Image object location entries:
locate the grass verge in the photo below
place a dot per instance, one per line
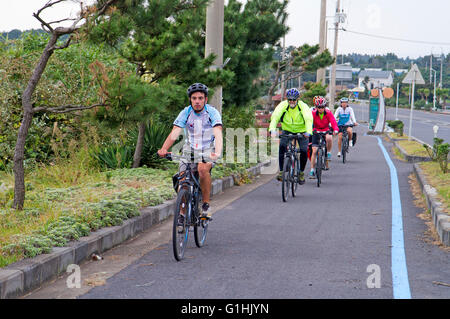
(438, 180)
(67, 201)
(413, 148)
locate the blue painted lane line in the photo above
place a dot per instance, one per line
(400, 282)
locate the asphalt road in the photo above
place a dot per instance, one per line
(422, 125)
(328, 242)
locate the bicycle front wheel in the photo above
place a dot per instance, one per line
(286, 179)
(181, 221)
(319, 167)
(295, 169)
(344, 149)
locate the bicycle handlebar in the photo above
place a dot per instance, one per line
(187, 156)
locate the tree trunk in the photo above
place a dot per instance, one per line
(139, 145)
(269, 104)
(19, 152)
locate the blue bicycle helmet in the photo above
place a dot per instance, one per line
(292, 94)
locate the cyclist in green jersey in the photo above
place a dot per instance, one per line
(295, 117)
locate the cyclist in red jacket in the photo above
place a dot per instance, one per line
(323, 119)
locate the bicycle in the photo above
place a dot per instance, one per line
(291, 166)
(321, 156)
(345, 145)
(187, 212)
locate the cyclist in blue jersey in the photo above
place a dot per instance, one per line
(346, 118)
(203, 127)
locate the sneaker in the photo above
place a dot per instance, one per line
(205, 211)
(301, 178)
(280, 176)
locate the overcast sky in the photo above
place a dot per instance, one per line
(426, 21)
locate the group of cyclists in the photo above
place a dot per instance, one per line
(296, 117)
(203, 126)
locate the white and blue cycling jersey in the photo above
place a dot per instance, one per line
(346, 117)
(199, 126)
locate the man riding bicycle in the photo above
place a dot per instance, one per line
(323, 118)
(346, 119)
(295, 117)
(203, 127)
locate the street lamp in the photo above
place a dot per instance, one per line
(434, 95)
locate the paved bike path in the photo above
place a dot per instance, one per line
(317, 245)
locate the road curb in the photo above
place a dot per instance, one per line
(441, 220)
(28, 274)
(406, 156)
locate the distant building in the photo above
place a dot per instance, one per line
(377, 79)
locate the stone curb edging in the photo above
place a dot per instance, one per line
(28, 274)
(441, 220)
(406, 156)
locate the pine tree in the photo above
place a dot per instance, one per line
(164, 39)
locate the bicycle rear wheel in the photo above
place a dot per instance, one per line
(200, 225)
(181, 221)
(295, 167)
(286, 179)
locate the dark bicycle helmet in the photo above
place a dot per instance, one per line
(197, 87)
(292, 94)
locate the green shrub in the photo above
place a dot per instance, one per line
(439, 153)
(113, 156)
(154, 137)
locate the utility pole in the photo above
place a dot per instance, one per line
(333, 68)
(214, 44)
(431, 65)
(283, 85)
(322, 39)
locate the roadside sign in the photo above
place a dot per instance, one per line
(373, 112)
(388, 93)
(414, 75)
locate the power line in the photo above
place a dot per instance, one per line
(396, 39)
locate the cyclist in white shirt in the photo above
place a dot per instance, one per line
(347, 119)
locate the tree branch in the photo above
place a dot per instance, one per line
(65, 108)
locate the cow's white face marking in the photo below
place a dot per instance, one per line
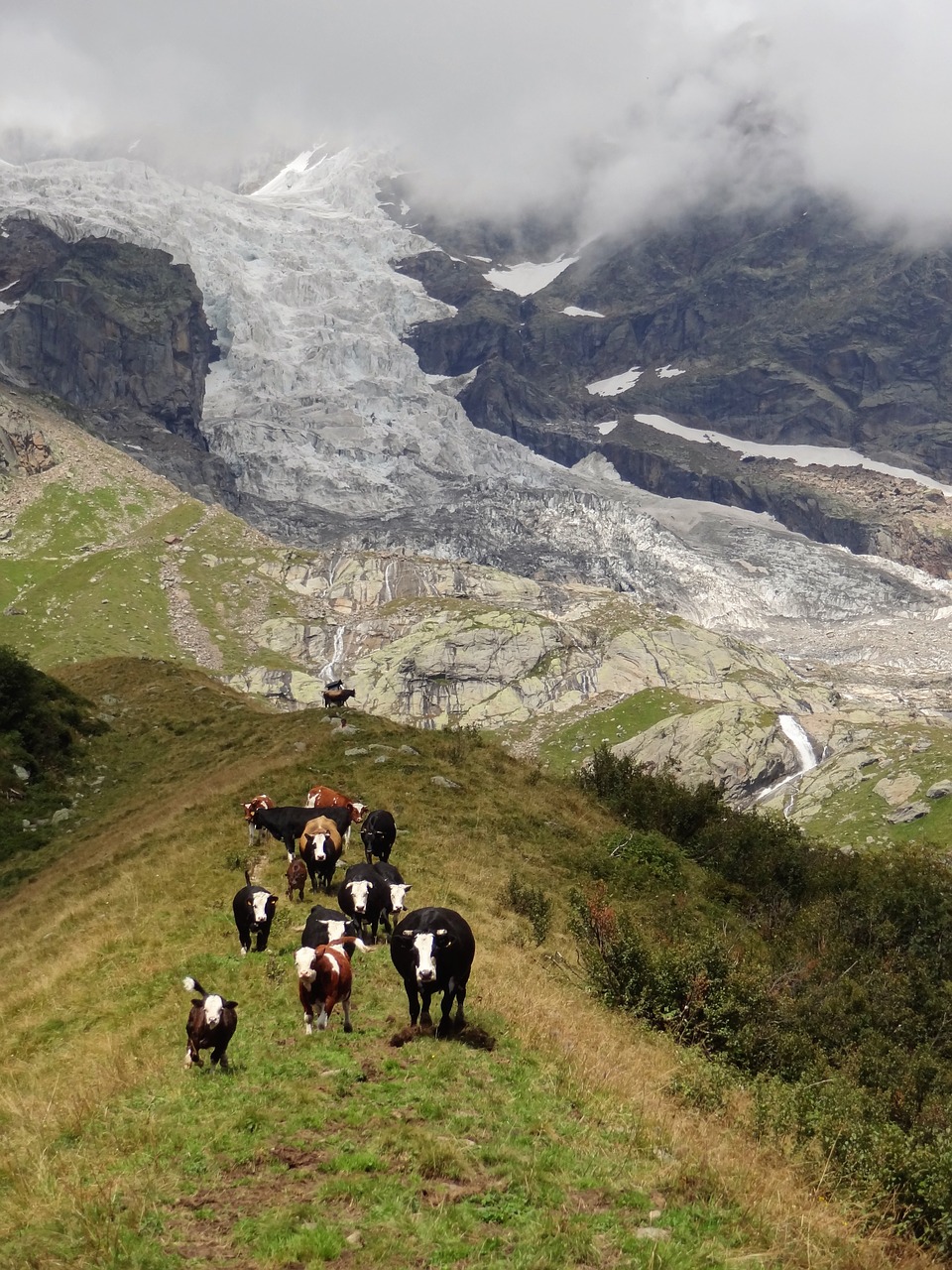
(398, 893)
(425, 962)
(213, 1007)
(306, 969)
(359, 892)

Objective: Please output, as a JSON list of strings with one string per line and no blank lines, the material starting with the line that contains "locate the power line in the photo above" and going on through the last line of the material, both ends included. Leave the pictures out.

Correct response:
[
  "locate the power line in the photo above",
  "place a dot per instance, one per line",
  "(396, 39)",
  "locate the cyclist in white shirt in the photo above",
  "place a dot per instance, one per line",
  "(347, 119)",
  "locate the tree branch in the photo above",
  "place a dot per instance, one per line",
  "(65, 108)",
  "locate the cow's white face marking in the photo below",
  "place a dot per instance, one per line",
  "(398, 893)",
  "(425, 962)",
  "(213, 1007)",
  "(306, 969)",
  "(359, 892)"
]